Concurrent merge sort in shared memory

Concurrent Merge Sort in Shared Memory



Given a number ‘n’ and a n numbers, sort the numbers usingConcurrent Merge Sort. (Hint: Try to use shmget, shmat system calls). Part1: The algorithm (HOW?) Recursively make two child processes, one for the left half, one of the right half. If the number of elements in the array for a process is less than 5, perform a Insertion Sort. The parent of the two children then merges the result and returns back to the parent and so on. But how do you make it concurrent? Part2: The logical (WHY?) The important part of the solution to this problem is not algorithmic, but to explain concepts of Operating System and kernel. To achieve concurrent sorting, we need a way to make two processes to work on the same array at the same time. To make things easier Linux provides a lot of system calls via simple API endpoints. Two of them are,shmget() (for shared memory allocation) and shmat() (for shared memory operations). We create a shared memory space between the child process that we fork. Each segment is split into left and right child which is sorted, the interesting part being they are working concurrently! The shmget() requests the kernel to allocate a shared page for both the processes. Why traditional fork() does not work?The answer lies in what fork() actually does. From the documentation, “fork() creates a new process by duplicating the calling process”. The child process and the parent process run in separate memory spaces. At the time of fork() both memory spaces have the same content. Memory writes, file-descriptor(fd) changes, etc, performed by one of the processes do not affect the other. Hence we need a shared memory segment.

## Listed entries
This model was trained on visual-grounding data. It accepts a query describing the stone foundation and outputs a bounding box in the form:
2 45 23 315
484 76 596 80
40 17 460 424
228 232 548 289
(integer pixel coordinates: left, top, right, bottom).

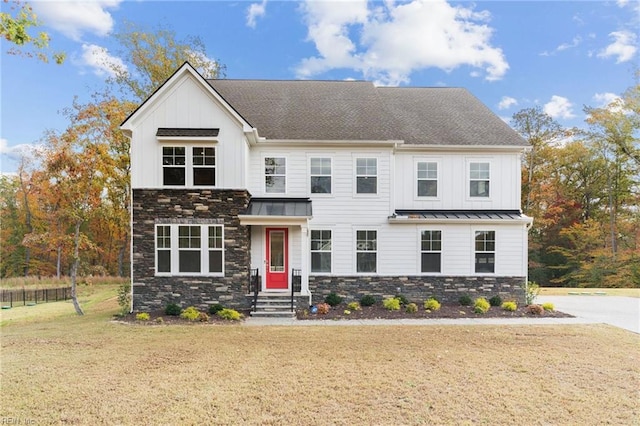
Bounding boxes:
309 276 525 304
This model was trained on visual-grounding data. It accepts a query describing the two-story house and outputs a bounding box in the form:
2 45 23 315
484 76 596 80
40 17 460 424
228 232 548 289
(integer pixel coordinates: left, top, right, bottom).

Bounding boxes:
122 64 532 311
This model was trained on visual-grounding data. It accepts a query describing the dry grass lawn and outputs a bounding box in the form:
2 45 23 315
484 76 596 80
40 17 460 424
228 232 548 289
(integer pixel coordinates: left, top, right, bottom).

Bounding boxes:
0 287 640 425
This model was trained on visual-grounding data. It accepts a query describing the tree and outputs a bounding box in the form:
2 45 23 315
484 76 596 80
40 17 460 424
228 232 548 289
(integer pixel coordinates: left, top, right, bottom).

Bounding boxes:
109 23 225 102
0 0 65 64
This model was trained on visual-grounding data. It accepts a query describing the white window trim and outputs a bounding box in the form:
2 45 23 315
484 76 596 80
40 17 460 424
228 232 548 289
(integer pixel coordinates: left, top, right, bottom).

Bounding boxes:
307 155 335 198
417 227 445 275
471 228 498 276
413 157 442 201
153 223 226 277
353 153 380 198
464 157 495 202
260 154 289 196
353 226 380 276
309 227 335 276
158 142 220 189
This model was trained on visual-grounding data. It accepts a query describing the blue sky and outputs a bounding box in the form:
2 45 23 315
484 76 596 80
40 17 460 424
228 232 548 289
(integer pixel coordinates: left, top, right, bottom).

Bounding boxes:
0 0 640 173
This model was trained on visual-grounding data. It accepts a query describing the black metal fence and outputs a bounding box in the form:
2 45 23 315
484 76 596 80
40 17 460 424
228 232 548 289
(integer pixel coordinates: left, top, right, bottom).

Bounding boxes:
0 287 71 307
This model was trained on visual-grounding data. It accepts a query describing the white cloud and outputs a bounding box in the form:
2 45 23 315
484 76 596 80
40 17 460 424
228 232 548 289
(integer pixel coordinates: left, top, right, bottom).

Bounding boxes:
247 0 267 28
82 44 127 77
31 0 122 41
498 96 518 109
297 0 509 85
598 30 638 64
543 95 575 119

## Work instructions
Decide whether each statement agrees with the concurrent merge sort page, answering yes or no and quoting the words that settle it. 1. A process handling fewer than 5 elements sorts them with insertion sort. 2. After fork(), memory writes made by the child are seen by the parent. 3. shmat() is the call used to allocate shared memory.

## Worked solution
1. Yes: "If the number of elements in the array for a process is less than 5, perform a Insertion Sort."
2. No: "Memory writes, file-descriptor(fd) changes, etc, performed by one of the processes do not affect the other."
3. No: "shmget() (for shared memory allocation) and shmat() (for shared memory operations)"